**AIM OF THE TASK:**
Could you edit the lines below so that "blue globe" becomes "light blue globe" throughout, with everything else left the same and the pictures omitted from your answer?

**EXERCISE MATERIALS:**
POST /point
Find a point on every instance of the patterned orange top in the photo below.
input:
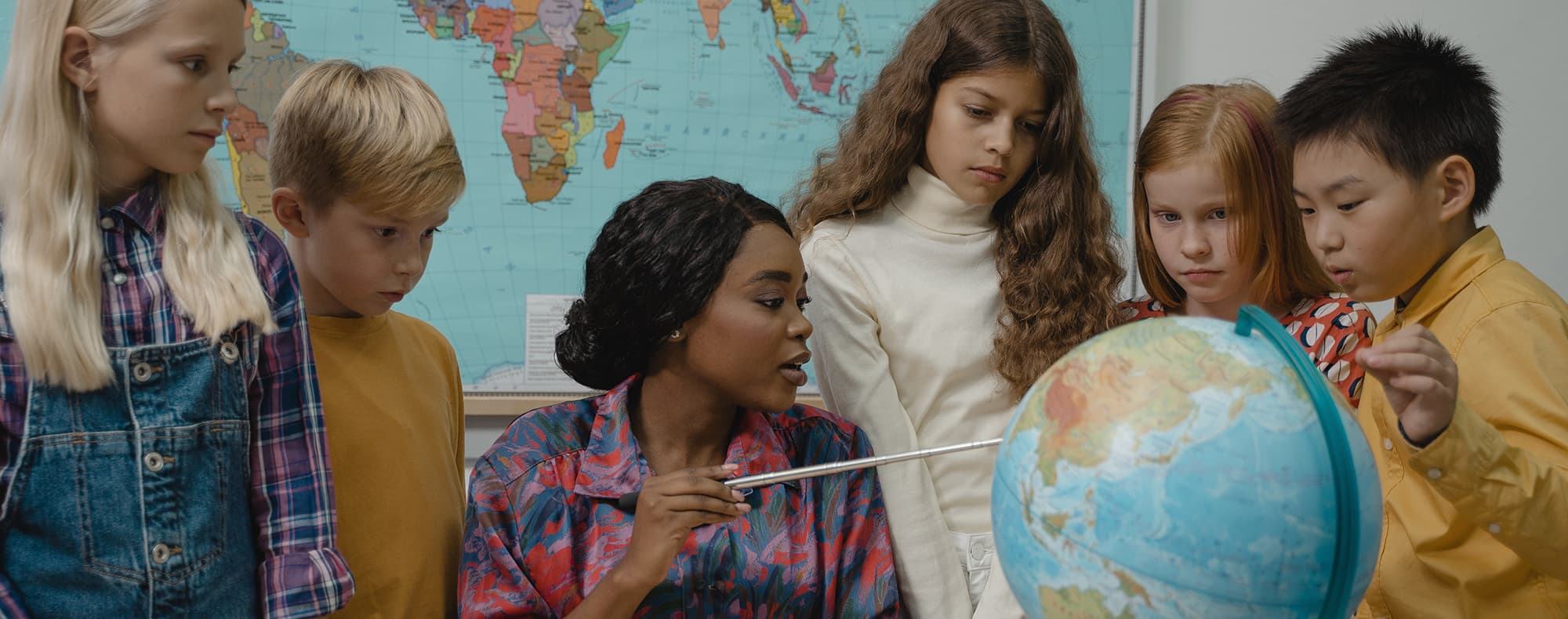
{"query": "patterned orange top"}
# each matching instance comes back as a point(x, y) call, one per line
point(1329, 328)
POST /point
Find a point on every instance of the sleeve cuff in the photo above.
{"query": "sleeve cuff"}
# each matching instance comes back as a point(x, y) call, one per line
point(307, 584)
point(1457, 460)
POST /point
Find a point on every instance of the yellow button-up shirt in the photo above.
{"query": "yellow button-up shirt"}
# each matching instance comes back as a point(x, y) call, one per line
point(1476, 524)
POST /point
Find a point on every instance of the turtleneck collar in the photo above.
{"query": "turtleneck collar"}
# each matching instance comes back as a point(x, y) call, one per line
point(932, 205)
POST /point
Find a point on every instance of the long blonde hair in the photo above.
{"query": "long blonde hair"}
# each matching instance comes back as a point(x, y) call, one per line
point(1230, 126)
point(51, 252)
point(1056, 248)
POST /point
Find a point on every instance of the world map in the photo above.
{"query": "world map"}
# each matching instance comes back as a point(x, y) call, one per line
point(564, 109)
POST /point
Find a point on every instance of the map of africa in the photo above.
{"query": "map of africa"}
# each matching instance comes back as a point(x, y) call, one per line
point(562, 109)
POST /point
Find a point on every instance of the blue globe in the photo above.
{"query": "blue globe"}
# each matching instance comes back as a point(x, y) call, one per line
point(1186, 468)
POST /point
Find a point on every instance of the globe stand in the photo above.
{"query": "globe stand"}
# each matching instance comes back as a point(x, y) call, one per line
point(1348, 505)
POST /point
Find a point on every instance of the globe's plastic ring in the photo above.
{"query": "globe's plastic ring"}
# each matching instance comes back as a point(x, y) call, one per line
point(1341, 579)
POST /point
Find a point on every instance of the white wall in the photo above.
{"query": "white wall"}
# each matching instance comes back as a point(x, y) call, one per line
point(1276, 43)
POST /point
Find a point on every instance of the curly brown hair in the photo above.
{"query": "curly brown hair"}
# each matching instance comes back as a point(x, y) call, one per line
point(1056, 245)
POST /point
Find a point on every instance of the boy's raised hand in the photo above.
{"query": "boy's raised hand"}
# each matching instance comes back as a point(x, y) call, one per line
point(1418, 377)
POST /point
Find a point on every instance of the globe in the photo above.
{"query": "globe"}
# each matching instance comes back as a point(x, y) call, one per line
point(1186, 468)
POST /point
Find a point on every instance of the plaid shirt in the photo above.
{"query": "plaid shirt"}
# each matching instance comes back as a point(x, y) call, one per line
point(302, 573)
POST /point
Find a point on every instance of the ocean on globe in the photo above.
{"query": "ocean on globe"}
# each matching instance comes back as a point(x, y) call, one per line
point(1180, 468)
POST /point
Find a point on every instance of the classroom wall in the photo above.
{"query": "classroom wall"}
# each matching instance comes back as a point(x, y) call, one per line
point(1274, 43)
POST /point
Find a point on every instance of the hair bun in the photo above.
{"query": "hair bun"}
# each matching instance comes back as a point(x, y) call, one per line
point(592, 355)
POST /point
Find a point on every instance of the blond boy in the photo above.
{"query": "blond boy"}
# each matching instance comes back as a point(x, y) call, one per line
point(365, 170)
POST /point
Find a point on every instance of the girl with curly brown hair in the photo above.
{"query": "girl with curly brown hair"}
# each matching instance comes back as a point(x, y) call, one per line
point(959, 244)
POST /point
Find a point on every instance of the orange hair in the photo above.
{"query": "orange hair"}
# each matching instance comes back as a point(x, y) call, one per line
point(1230, 126)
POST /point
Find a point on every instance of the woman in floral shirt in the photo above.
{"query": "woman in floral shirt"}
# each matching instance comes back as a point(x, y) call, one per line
point(692, 320)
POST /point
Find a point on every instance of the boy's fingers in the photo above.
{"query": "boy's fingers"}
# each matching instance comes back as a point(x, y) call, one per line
point(1421, 386)
point(1406, 364)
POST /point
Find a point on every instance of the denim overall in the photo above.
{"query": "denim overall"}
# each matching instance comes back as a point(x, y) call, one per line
point(134, 501)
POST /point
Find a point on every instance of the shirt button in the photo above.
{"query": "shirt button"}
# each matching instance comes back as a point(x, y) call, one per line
point(230, 353)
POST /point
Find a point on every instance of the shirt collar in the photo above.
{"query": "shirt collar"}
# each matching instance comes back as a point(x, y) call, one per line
point(927, 201)
point(612, 465)
point(1457, 272)
point(143, 208)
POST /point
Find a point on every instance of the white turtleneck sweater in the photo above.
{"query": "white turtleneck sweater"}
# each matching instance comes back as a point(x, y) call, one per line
point(906, 306)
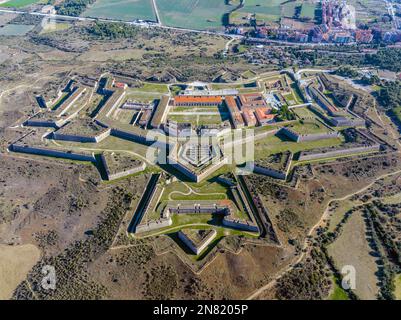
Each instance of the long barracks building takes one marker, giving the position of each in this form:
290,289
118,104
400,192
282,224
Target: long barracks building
189,101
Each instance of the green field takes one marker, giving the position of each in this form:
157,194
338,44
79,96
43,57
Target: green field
18,3
15,30
308,11
264,10
126,10
197,14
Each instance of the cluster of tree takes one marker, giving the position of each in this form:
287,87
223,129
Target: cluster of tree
73,7
389,95
388,250
113,30
374,79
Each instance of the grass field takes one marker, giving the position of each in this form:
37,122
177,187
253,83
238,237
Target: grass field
308,127
15,263
53,27
18,3
264,10
15,30
274,144
126,10
308,11
203,14
304,113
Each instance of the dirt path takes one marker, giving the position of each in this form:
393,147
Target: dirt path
307,242
15,263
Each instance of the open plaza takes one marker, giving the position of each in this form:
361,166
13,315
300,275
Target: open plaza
186,137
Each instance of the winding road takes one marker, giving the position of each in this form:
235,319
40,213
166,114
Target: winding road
320,223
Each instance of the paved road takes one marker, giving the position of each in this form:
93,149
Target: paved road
159,25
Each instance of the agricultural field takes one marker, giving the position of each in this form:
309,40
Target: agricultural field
15,29
308,11
352,248
15,263
122,10
18,3
205,14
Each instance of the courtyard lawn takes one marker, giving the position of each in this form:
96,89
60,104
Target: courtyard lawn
274,144
126,10
308,127
196,14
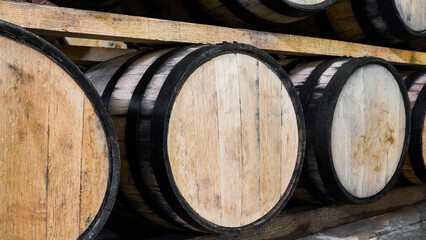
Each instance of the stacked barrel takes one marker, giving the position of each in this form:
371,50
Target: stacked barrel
59,167
357,120
212,136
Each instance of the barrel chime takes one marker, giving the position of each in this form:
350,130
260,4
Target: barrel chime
415,166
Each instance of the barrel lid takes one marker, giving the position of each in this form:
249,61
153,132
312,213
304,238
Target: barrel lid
160,129
27,38
324,126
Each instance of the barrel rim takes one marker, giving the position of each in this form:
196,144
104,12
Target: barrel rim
293,9
35,42
323,127
305,96
418,117
132,144
159,131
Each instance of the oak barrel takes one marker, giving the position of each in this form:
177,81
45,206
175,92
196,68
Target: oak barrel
100,5
391,21
212,136
415,165
59,167
357,121
259,14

**RESPONSE FOR THIS EXERCISE:**
POST /point
Find a point on every instance of the patterned orange top in the photo below.
input:
{"query": "patterned orange top"}
# each matching instance comes back as a point(x, y) call, one per line
point(1329, 328)
POST /point
Find a point on every instance of the sleeve cuff in the photo above.
{"query": "sleeve cuff"}
# each matching instance comes back as a point(x, y) call, one per line
point(307, 584)
point(1457, 460)
POST /point
Find a point on every instance of the yellow button-up shirt in the photo above.
{"query": "yellow button-up shirt"}
# each matching instance comes back as a point(x, y) call, one per line
point(1476, 524)
POST /point
Find a point on every instance of the turtleneck collar in the photo above.
{"query": "turtleneck collar"}
# each matching instance comes back as a point(x, y) call, one per line
point(932, 205)
POST /point
Find a point on every instance of the long blonde hair in the photo above.
{"query": "long blonde hair"}
# each matching instance comes back as a point(x, y) call, one per line
point(1230, 126)
point(51, 252)
point(1056, 248)
POST /point
Find a point on every instance of the world map in the photo above.
{"query": "world map"}
# each matching instance comes back as a point(x, y) call, one per line
point(564, 109)
POST /point
Find a point on every instance of the map of africa in the photo above.
{"query": "map of africa"}
# each matching instance comes back as a point(x, y) call, one per line
point(562, 109)
POST /point
Find a point on every instance of the light blue globe in the photo above.
{"query": "light blue globe"}
# each matching instance comes back as a point(x, y) call, one per line
point(1186, 468)
POST /point
Find a point on every instance of the globe stand in the photo above.
{"query": "globe stand"}
# each matching instance comes back as a point(x, y) call, one per line
point(1348, 505)
POST /point
Find a point on every instance of the globe's plastic ring in the photo above.
{"query": "globe's plastic ring"}
# each matching instance comes back as a point(x, y) call, one per line
point(1341, 579)
POST /point
Find a point on every instance of the white wall in the photo above.
{"query": "white wall"}
# each matching instance comes back as a point(x, y) call, one per line
point(1276, 43)
POST /point
Find a point on every instance of the curly brown hair in the photo above.
{"query": "curly brown hair"}
# each matching instance comes back as a point(x, y) call, one per line
point(1056, 245)
POST /point
Find a point on every instance of the boy's raised hand in the photo above.
{"query": "boy's raised hand"}
# each matching instance comes back as a point(x, y) call, one per line
point(1418, 377)
POST /point
Find a point on every instance of the globe in the photo above.
{"query": "globe"}
# each matching instance comes back as a point(x, y) call, one per line
point(1186, 468)
POST /point
Find a point on every instance of the plaid shirt in the photo above.
{"query": "plaid shirt"}
# each matching instance comes back as a point(x, y) call, one per line
point(302, 573)
POST /point
Find a point on every instance of the ocean on globe in the photo above.
{"query": "ocean on globe"}
# each matching instance comes back as a point(x, y) call, one per line
point(1180, 468)
POST /point
Find a point on every instance of the classroom wall in the photo above.
{"query": "classroom wall"}
# each matching instance comes back as a point(x, y) call, one per line
point(1274, 43)
POST /point
Find a point on every instance of the hair bun in the photo above.
{"query": "hair bun"}
# each matching instance comes back as a point(x, y) call, one per line
point(592, 355)
POST /point
Find a point on every instance of the blond boy in the photo above.
{"query": "blond boy"}
# each matching instance comes back as a point(x, y) call, one per line
point(365, 170)
POST /point
Find a point on every instance of the girl with curly brown hair in the photo above.
{"query": "girl with curly brown hair"}
# each matching instance comes back as a point(x, y) call, one per line
point(959, 244)
POST /point
Find a point on every instance of the orange hair in the photo above.
{"query": "orange hair"}
# each matching instance comes back as a point(x, y) call, one per line
point(1230, 126)
POST /point
Find a point on every instance of the woman in floral shirt in the photo above.
{"query": "woman in floral shirt"}
# each matching instance comes back as a point(x, y) call, one per line
point(692, 320)
POST /point
Find a point on every instance of the boy's fingers in the photo above.
{"query": "boy's fingers"}
# each matching instance comes back as a point(x, y) call, one per line
point(1421, 386)
point(1406, 364)
POST /point
Find a point on every instance of the denim overall in the photo above.
{"query": "denim overall"}
# each matching instance comes back as a point(x, y) call, one per line
point(134, 501)
POST /point
Find a point on every instance of the shirt button in the photo above.
{"query": "shirt button"}
# each matching instance comes back as a point(x, y) call, one per line
point(230, 353)
POST /point
Find a point on every instance of the shirt collar in the photo above.
{"query": "shirt collar"}
# each matching instance comes back as a point(x, y) call, one per line
point(927, 201)
point(612, 465)
point(1457, 272)
point(143, 208)
POST /point
Find a point on every instance of the white turtleneck sweater in the photo above.
{"query": "white turtleneck sweater"}
# each matching instance comes back as a point(x, y) call, one per line
point(906, 306)
Each instance of the long barracks building takes one marker, giving the position of each in this form:
290,289
118,104
400,192
282,224
Target: long barracks building
189,101
Each instance of the green field takes one marker, giving the position of each in this form:
157,194
338,44
79,96
43,57
Target: green field
18,3
15,30
308,11
264,10
126,10
197,14
Each instance of the cluster of tree takes one marker, giving the position of each in this form:
287,87
223,129
Target: cluster of tree
73,7
389,95
388,250
113,30
374,79
Each instance of the grass field takes one marker, giving the position of each in this form:
37,122
177,187
253,83
238,237
Target: grass field
308,127
15,263
53,27
18,3
264,10
15,30
274,144
126,10
308,11
203,14
304,113
Each instance of the dirt path takes one marker, giving the position of each in this form:
393,147
Target: dirt path
307,242
15,263
Each instance of the open plaza takes one marker, giving the position of each in this form:
361,166
13,315
300,275
Target: open plaza
186,137
Each instance of the winding road takes one marker, giving the position of each in this form:
235,319
40,213
166,114
Target: winding road
320,223
Each instance of the paved road takes one marker, giving the position of each in this form:
93,149
Target: paved road
159,25
Each instance of the agricultural field takes one marker, giving the position of each in this form:
309,40
Target: agricultural field
15,29
308,11
352,248
15,263
122,10
18,3
205,14
Each instance of the courtyard lawn takes one marker, giving the position of each in this form:
96,89
60,104
Target: courtyard lawn
274,144
126,10
308,127
196,14
Each instance of the stacked barrel takes one marker, giving the position of each in this form:
371,50
Target: stacked barrel
59,167
357,120
212,136
Each instance of the barrel chime takes one marker, giving the position of each in this form:
350,130
260,4
Target: barrel chime
415,166
Each instance of the barrel lid takes one marker, giving the position of each in this form:
249,61
153,132
312,213
304,238
Target: barrel lid
160,129
27,38
324,126
Each instance of the barrel rim takes one marker, giving the position of each in this form:
196,144
104,12
Target: barrel rim
293,9
35,42
323,127
305,96
418,117
132,144
159,131
Each instance of the oak barrel takes one marker, giving the position of each in this form:
177,81
45,206
175,92
196,68
Target: oak barrel
100,5
391,21
212,136
415,165
59,167
357,121
259,14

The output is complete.